→ **Excerpt to read**
◆ ◆ ◆ ◆

I know better than to do something impulsively on a rainy, grey Sunday afternoon, don’t I? I’m a practical kind of woman. I don’t get taken in by schemes and offers of wonderful things that could happen if I just filled out this form. So why did I, eh? Especially, since this particular impulse involved Money and, worse than that, US$$$$$$. I just wasn’t thinking at all when I did this.
But it’s been a rough March. Doesn’t that forgive a little of my impulsiveness? First, it was the foot and my hobbling around in pain for three weeks. Then, just when it started to feel better and I could think about getting back to exercise and the pool, it was time for me to go and have my gum surgery. That was not pretty and it was not a good time. The doctor said, it was the hardest, most difficult surgery he had ever performed. I didn’t know whether to congratulate him or say I was sorry. It took over two hours. He had to keep poking me with more novocaine so I could survive his handiwork. At one point, he had to stop because he had a cramp in his thumb. I looked at him and he told me that it was because my lips were just too tough to pull on. I didn’t mention to him — after all he had a drill in his hand — that perhaps my tough mouth was also feeling cramped and hurting. By the time he declared the job done-done-DONE, I was exhausted but I had a pretty good idea that this was not going to be an easy healing, no-sir-ee. My first hint at that was when he told me to just sit still and DO NOT GET UP. He handed me an old copy of Hello, saying that maybe, in my present state, I’d appreciate something lighter than Time magazine. Seeing a smiling, trim Kate Middleton in her white eyelet dress, with a side slit, did not make me feel any less concerned about my mouth.

◆ ◆ ◆ ◆

→ **Data for review**
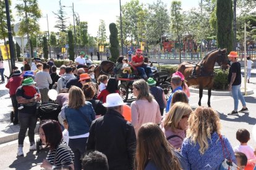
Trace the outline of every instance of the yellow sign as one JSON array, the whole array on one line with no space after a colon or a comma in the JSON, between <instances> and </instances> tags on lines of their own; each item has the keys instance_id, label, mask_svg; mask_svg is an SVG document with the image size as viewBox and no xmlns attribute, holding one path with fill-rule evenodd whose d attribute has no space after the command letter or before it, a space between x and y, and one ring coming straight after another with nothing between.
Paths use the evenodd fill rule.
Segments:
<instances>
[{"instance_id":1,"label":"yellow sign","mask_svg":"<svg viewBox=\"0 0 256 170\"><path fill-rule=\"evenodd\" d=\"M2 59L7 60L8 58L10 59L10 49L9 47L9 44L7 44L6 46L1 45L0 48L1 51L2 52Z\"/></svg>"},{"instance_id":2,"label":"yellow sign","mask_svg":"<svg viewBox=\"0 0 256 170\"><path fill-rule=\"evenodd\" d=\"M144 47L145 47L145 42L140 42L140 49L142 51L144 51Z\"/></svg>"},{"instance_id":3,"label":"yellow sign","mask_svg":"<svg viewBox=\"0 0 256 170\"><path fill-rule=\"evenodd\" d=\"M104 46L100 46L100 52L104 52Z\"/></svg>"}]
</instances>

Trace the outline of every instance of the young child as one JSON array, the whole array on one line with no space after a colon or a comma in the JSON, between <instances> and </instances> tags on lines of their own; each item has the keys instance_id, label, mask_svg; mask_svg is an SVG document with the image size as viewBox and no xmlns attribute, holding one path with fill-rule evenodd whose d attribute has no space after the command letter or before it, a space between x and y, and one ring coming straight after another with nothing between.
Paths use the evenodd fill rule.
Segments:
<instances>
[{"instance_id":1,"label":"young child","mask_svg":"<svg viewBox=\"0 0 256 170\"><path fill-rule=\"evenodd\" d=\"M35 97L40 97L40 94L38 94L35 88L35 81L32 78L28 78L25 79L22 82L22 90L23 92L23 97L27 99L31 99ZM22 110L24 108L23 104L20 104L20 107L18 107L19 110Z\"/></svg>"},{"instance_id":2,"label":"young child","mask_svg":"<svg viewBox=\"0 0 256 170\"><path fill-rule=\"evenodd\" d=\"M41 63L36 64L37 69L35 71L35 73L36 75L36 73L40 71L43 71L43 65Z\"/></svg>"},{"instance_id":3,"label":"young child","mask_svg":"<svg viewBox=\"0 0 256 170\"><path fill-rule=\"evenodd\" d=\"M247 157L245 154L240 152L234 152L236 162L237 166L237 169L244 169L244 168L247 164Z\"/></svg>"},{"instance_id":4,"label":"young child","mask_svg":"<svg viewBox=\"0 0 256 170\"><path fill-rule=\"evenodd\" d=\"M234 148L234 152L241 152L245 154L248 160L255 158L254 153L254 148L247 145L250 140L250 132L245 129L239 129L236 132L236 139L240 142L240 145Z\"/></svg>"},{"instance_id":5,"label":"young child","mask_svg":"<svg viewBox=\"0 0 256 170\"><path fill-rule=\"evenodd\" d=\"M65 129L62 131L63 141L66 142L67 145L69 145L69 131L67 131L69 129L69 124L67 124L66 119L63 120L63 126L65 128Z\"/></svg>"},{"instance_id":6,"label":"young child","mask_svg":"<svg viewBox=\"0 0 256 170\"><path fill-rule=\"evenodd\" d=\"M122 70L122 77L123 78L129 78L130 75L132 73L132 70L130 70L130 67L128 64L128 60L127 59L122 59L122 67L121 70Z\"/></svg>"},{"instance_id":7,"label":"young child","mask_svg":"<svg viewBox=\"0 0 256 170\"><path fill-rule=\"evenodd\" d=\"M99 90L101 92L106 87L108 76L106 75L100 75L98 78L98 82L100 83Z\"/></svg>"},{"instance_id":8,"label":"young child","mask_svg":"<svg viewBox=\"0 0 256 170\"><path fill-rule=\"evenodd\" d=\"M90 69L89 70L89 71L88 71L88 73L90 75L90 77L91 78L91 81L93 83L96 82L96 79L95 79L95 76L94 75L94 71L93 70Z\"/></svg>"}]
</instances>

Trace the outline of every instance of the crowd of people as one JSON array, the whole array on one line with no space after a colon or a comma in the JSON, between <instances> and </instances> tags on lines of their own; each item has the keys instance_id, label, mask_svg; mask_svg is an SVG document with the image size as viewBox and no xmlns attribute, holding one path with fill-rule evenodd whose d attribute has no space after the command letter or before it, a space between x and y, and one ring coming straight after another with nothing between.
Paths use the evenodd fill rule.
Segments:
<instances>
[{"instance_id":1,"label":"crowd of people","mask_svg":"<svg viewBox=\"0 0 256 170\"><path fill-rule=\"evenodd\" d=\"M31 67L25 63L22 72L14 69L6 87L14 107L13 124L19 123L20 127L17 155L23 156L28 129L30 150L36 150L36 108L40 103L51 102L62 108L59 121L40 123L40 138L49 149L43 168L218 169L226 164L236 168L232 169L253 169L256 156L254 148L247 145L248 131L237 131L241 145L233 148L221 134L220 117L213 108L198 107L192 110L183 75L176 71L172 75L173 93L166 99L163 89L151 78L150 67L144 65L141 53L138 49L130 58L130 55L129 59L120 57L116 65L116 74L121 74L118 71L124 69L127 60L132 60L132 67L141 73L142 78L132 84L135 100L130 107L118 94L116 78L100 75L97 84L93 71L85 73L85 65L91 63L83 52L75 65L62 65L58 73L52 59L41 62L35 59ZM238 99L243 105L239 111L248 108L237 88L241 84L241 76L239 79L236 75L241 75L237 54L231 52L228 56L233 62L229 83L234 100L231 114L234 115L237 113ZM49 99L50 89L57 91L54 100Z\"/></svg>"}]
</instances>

◆ ◆ ◆ ◆

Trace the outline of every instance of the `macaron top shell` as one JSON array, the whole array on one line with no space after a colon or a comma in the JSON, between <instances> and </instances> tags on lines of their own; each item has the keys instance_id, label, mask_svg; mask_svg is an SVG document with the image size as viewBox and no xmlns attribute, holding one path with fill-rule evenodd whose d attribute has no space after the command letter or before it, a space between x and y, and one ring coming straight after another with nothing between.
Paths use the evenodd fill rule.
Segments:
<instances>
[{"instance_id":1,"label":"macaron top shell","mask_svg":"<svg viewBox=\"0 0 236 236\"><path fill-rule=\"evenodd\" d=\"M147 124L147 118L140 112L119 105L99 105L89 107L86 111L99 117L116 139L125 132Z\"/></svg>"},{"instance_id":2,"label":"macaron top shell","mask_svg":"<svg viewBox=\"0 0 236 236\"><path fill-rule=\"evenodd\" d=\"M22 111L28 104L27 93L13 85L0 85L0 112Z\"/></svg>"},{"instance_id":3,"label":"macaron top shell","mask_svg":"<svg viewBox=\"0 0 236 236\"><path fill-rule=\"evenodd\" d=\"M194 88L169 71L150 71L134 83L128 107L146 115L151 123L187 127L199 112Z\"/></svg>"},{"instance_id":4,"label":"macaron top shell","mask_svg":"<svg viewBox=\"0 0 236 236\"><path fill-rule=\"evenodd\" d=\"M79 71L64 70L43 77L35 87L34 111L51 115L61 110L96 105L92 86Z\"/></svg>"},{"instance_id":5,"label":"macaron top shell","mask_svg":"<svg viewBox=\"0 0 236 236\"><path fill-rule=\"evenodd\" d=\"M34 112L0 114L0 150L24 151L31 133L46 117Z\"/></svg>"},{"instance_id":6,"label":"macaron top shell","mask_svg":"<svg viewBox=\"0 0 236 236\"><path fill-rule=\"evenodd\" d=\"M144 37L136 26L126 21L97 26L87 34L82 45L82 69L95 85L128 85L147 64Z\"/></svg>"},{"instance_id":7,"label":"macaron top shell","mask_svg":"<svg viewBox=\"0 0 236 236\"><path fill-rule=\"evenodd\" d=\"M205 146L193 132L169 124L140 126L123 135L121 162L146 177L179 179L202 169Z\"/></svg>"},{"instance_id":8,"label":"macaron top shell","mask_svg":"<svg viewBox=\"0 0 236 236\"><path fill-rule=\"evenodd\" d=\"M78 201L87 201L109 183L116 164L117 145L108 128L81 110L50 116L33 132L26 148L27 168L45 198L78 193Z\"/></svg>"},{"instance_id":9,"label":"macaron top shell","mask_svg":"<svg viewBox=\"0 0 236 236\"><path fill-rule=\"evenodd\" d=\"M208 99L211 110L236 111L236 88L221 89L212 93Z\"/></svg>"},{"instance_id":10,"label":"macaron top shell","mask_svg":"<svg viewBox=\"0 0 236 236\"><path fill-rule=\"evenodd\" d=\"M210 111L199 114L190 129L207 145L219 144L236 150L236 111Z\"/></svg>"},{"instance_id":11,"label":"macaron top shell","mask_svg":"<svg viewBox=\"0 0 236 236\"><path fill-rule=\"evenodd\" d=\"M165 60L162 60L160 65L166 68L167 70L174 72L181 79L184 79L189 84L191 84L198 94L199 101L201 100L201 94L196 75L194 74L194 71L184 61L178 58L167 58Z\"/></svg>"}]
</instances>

◆ ◆ ◆ ◆

→ **Directions**
1. Answer these about the text on a rough March:
(a) What kind of day was it when the impulsive act happened?
(b) For how long was the writer hobbling around in pain because of the foot?
(c) What magazine did the doctor hand over after the surgery?
2. Carry on the text about a rough March from the point where it stops, in the same voice.

→ **Outputs for the tasks**
1.
(a) A rainy, grey Sunday afternoon.
(b) Three weeks.
(c) An old copy of Hello.

2.
When he finally came back, he had two Advils for me to take right then and there. Then he whipped out his prescription pad and sent his receptionist off to the pharmacy for antibiotics. This was serious stuff that did not bode well for me. Then he sat there is his little saddle-like chair on wheels in his tidy, lavender-checked shirt (it really was quite spring-like) and started to go through the do’s/don’t’s of healing from this particular surgery. I was weary already but after his instructions I asked him, “Can I just sit here and cry now?” He didn’t even crack a smile, and especially, when I said, “Gosh, now I get to go pay for this fun time I just had.” He said, “I earned it with you!” Two hours, two thousand dollars — not a bad pay for this guy. Needless to say, those words never left my mouth, which would have been difficult since my entire face was still frozen and my right jaw starting to feel murmurs of the pain that was to come.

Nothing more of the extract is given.